:: SOURCE MATERIAL ::
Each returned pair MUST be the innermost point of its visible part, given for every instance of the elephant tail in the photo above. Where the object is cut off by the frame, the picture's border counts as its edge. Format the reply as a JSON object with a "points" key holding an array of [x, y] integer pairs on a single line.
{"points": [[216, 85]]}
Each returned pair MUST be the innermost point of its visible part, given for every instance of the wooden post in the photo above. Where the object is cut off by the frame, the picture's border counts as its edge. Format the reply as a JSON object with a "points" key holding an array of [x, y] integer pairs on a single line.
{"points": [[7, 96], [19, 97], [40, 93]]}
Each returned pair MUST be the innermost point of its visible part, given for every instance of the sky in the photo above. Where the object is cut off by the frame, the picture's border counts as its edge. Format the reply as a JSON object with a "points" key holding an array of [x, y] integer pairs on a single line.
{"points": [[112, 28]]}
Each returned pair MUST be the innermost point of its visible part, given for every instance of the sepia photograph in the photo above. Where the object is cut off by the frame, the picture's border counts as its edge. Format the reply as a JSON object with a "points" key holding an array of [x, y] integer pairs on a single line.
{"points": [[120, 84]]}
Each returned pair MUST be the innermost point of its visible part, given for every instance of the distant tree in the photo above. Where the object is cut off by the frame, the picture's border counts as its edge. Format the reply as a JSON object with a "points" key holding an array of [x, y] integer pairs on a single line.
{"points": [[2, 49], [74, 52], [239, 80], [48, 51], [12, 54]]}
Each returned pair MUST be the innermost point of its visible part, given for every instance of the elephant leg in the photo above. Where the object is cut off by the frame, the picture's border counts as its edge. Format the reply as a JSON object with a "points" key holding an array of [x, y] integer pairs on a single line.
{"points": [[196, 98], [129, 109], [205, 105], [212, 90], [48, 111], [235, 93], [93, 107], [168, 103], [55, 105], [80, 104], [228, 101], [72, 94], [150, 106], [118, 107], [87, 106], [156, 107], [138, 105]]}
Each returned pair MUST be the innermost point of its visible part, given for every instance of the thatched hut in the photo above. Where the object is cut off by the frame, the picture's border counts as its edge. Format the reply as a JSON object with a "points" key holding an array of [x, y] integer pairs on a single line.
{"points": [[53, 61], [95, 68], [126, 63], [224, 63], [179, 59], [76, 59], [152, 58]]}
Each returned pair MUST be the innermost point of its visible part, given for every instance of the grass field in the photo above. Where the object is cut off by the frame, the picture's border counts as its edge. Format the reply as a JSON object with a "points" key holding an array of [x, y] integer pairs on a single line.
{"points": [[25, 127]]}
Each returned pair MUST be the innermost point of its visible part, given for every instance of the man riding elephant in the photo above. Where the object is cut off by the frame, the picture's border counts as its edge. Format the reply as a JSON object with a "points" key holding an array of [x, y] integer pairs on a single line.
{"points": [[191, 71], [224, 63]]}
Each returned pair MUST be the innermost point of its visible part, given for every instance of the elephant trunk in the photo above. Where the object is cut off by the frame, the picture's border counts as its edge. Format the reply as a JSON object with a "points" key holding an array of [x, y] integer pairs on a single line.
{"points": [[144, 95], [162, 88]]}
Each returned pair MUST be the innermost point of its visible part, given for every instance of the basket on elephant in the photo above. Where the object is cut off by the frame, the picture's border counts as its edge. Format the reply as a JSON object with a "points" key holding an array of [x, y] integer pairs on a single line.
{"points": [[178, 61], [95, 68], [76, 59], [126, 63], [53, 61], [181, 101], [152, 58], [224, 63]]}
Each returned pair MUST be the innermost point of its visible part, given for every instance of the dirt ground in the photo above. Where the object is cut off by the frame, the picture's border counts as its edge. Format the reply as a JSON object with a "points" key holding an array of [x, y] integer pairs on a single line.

:: EXERCISE AIM ::
Which lines run from the one containing "of the basket" to the end of the entries above? Quote exactly those, and only those.

:: FULL SOLUTION ::
Each returned pair MUST be the innermost point of its visible part, given for every instance of the basket on elephant in the photo above. Where the object is cut off by the frame, the picture's border counts as its edge. Format the reply as a JSON object with a "points" key holding an array of [x, y] integer pairs on a single line.
{"points": [[178, 61], [95, 68], [76, 59], [126, 63], [53, 61], [181, 101], [152, 58], [224, 63]]}
Each returned pair MUST be the innermost point of its visible part, given for every instance of the dirt ground in the photo above. Where the object is cut off by the frame, the picture's border counts as its edge. Format the reply as a JSON object with a "points" key holding an array of [x, y] integer pairs on a single line.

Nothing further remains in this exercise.